| Request |
Write out every line of the entries below as a numbered list, leaving out blank lines and any pictures.

| Supplied data |
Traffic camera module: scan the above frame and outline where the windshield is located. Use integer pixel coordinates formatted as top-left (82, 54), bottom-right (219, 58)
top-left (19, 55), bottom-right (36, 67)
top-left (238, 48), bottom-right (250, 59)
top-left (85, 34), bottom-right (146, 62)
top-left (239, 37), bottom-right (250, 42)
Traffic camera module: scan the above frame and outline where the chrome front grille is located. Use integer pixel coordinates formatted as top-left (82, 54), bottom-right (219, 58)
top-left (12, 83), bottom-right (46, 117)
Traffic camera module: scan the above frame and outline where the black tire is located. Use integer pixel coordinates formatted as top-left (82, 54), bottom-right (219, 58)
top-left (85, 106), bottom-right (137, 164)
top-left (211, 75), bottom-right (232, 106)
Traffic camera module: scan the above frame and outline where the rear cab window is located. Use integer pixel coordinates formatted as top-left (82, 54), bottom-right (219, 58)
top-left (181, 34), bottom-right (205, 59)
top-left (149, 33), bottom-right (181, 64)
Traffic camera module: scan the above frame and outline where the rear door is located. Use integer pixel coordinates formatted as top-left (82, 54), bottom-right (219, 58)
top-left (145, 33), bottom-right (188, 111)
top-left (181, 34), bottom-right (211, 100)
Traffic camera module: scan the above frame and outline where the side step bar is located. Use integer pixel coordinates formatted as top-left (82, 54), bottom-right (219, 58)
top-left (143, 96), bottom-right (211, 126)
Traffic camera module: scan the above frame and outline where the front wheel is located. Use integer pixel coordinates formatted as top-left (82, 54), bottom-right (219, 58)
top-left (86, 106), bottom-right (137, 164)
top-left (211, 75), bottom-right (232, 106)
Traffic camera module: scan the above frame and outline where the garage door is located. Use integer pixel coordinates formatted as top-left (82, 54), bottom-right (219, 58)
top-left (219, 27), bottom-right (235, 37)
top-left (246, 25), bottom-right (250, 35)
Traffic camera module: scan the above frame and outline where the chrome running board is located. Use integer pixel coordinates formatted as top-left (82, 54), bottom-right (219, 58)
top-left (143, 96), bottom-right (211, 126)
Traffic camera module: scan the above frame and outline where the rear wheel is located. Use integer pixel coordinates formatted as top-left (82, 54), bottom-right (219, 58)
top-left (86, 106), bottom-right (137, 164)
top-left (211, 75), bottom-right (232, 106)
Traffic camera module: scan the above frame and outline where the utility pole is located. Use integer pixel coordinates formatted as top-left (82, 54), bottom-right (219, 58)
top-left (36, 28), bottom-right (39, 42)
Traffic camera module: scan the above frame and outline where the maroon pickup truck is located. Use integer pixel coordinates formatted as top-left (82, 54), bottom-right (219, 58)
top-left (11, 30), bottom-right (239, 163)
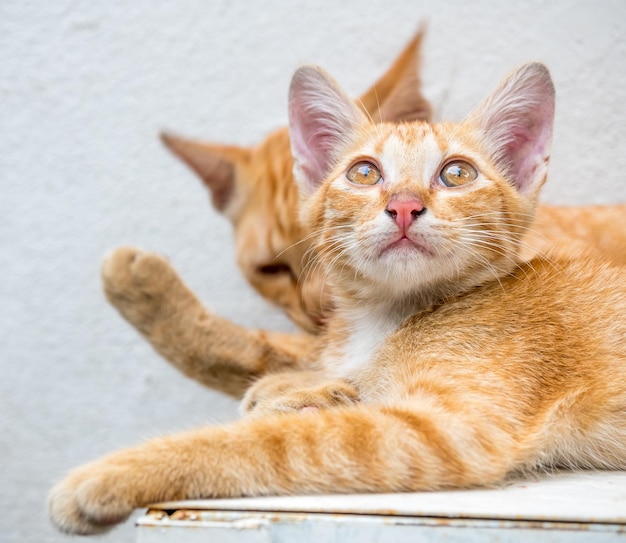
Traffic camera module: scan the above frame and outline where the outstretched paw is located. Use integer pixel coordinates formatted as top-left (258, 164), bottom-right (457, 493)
top-left (241, 372), bottom-right (360, 417)
top-left (48, 465), bottom-right (135, 535)
top-left (101, 247), bottom-right (187, 334)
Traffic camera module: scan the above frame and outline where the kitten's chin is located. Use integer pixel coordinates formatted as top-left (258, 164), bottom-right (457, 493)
top-left (380, 236), bottom-right (435, 258)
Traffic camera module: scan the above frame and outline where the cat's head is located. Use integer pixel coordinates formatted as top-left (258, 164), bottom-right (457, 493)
top-left (289, 63), bottom-right (554, 301)
top-left (162, 30), bottom-right (430, 332)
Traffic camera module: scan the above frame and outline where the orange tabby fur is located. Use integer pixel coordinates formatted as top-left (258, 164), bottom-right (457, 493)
top-left (102, 30), bottom-right (430, 397)
top-left (162, 29), bottom-right (431, 333)
top-left (103, 30), bottom-right (626, 405)
top-left (49, 64), bottom-right (626, 533)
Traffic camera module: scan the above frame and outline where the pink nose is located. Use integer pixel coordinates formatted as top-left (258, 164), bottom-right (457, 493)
top-left (385, 198), bottom-right (426, 232)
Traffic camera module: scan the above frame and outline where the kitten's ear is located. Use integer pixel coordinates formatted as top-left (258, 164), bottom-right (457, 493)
top-left (289, 66), bottom-right (369, 195)
top-left (468, 63), bottom-right (554, 196)
top-left (360, 24), bottom-right (432, 122)
top-left (161, 132), bottom-right (250, 216)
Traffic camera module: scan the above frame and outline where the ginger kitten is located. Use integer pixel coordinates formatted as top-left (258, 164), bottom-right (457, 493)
top-left (162, 27), bottom-right (431, 333)
top-left (49, 60), bottom-right (626, 533)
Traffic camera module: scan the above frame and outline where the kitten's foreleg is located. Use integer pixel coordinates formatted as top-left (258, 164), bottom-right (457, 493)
top-left (102, 247), bottom-right (316, 397)
top-left (240, 371), bottom-right (360, 417)
top-left (48, 405), bottom-right (512, 533)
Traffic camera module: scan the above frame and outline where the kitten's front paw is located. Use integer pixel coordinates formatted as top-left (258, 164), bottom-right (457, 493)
top-left (101, 247), bottom-right (185, 333)
top-left (241, 374), bottom-right (360, 417)
top-left (48, 465), bottom-right (135, 535)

| Output |
1. Traffic camera module: scan the above frame and outline where the windshield is located. Use integer pixel coordinates formatted as top-left (82, 54), bottom-right (219, 58)
2. top-left (19, 55), bottom-right (36, 67)
3. top-left (238, 48), bottom-right (250, 59)
4. top-left (85, 34), bottom-right (146, 62)
5. top-left (239, 37), bottom-right (250, 42)
6. Traffic camera module: scan the above frame and outline where the chrome front grille is located. Use integer pixel coordinates formatted as top-left (82, 54), bottom-right (219, 58)
7. top-left (12, 83), bottom-right (46, 117)
8. Traffic camera module: scan the above frame and outline where the black tire is located. Use integer pixel coordinates formatted as top-left (82, 54), bottom-right (219, 58)
9. top-left (85, 106), bottom-right (137, 164)
10. top-left (211, 75), bottom-right (232, 106)
11. Traffic camera module: scan the above frame and outline where the rear cab window is located. Use integer pixel coordinates formatted as top-left (82, 54), bottom-right (219, 58)
12. top-left (181, 34), bottom-right (205, 59)
13. top-left (149, 33), bottom-right (181, 64)
14. Traffic camera module: scan the above frame and outline where the rear door is located. Use integer pixel coordinates formatted as top-left (82, 54), bottom-right (219, 58)
15. top-left (145, 33), bottom-right (188, 111)
16. top-left (181, 34), bottom-right (211, 100)
17. Traffic camera module: scan the above frame and outline where the side step bar is located. Use integer pixel coordinates formatted as top-left (82, 54), bottom-right (219, 58)
18. top-left (143, 96), bottom-right (211, 126)
19. Traffic camera module: scan the above frame and outline where the front wheel is located. Use integer pixel coordinates formatted as top-left (82, 54), bottom-right (219, 58)
20. top-left (86, 106), bottom-right (137, 164)
21. top-left (211, 75), bottom-right (232, 106)
22. Traffic camera module: scan the above frame and outline where the garage door is located. Use integer pixel coordinates formatted as top-left (82, 54), bottom-right (219, 58)
23. top-left (219, 27), bottom-right (235, 37)
24. top-left (246, 25), bottom-right (250, 35)
25. Traffic camera module: scan the above frame and outline where the chrome running board is located. Use integer pixel coordinates formatted as top-left (82, 54), bottom-right (219, 58)
26. top-left (143, 96), bottom-right (211, 126)
27. Traffic camera module: scan the above frame and outline where the rear wheel is located. Use integer pixel coordinates formatted as top-left (82, 54), bottom-right (219, 58)
28. top-left (86, 106), bottom-right (137, 164)
29. top-left (211, 75), bottom-right (232, 106)
30. Traffic camera module: scan the above frame and outline where the utility pole is located. Use integer pixel coordinates formatted as top-left (82, 54), bottom-right (219, 58)
31. top-left (36, 28), bottom-right (39, 42)
32. Traffic camera module: scan the above frame and outline where the maroon pickup truck is located. Use integer pixel coordinates formatted as top-left (82, 54), bottom-right (219, 58)
33. top-left (11, 30), bottom-right (239, 163)
34. Traffic camera module: scan the above frame and outline where the outstretched paw is located. Use integer pixel coordinates formatted as top-left (258, 164), bottom-right (457, 493)
35. top-left (241, 372), bottom-right (360, 417)
36. top-left (48, 465), bottom-right (135, 535)
37. top-left (101, 247), bottom-right (187, 334)
38. Traffic camera module: scan the above frame and outline where the kitten's chin is located. Use integer pixel coordinates formatted as top-left (258, 164), bottom-right (457, 493)
39. top-left (380, 236), bottom-right (435, 258)
40. Traffic camera module: scan the above frame and outline where the cat's head is located. Use integer pixel coordinates formatted as top-left (258, 164), bottom-right (457, 493)
41. top-left (289, 63), bottom-right (554, 301)
42. top-left (162, 30), bottom-right (430, 332)
43. Traffic camera module: scan the above frame and outline where the orange tabby fur is located. Use integer pixel coordinates formatted as top-left (258, 164), bottom-right (457, 493)
44. top-left (102, 30), bottom-right (430, 397)
45. top-left (162, 29), bottom-right (431, 333)
46. top-left (103, 30), bottom-right (626, 405)
47. top-left (49, 64), bottom-right (626, 533)
48. Traffic camera module: scan the above frame and outline where the pink nose is located. Use integer pixel coordinates formatted as top-left (258, 164), bottom-right (457, 493)
49. top-left (385, 198), bottom-right (426, 232)
50. Traffic camera module: scan the above frame and outline where the kitten's ear is located. Use integer pixel coordinates formatted as top-left (258, 164), bottom-right (457, 493)
51. top-left (289, 66), bottom-right (369, 195)
52. top-left (468, 63), bottom-right (554, 196)
53. top-left (360, 24), bottom-right (432, 122)
54. top-left (161, 132), bottom-right (250, 216)
55. Traffic camera module: scan the above frame and outline where the ginger kitten is located. Use integer pixel coordinates formatted as top-left (258, 164), bottom-right (457, 493)
56. top-left (162, 27), bottom-right (431, 333)
57. top-left (49, 60), bottom-right (626, 533)
58. Traffic camera module: scan the above frame and outline where the kitten's foreleg is located. Use integer pixel coordinates formatted as top-left (258, 164), bottom-right (457, 493)
59. top-left (102, 247), bottom-right (316, 397)
60. top-left (240, 371), bottom-right (360, 417)
61. top-left (48, 405), bottom-right (512, 533)
62. Traffic camera module: scan the above frame and outline where the kitten's front paw is located. Use integer pixel coordinates formatted as top-left (258, 164), bottom-right (457, 493)
63. top-left (101, 247), bottom-right (185, 333)
64. top-left (241, 374), bottom-right (360, 417)
65. top-left (48, 465), bottom-right (135, 535)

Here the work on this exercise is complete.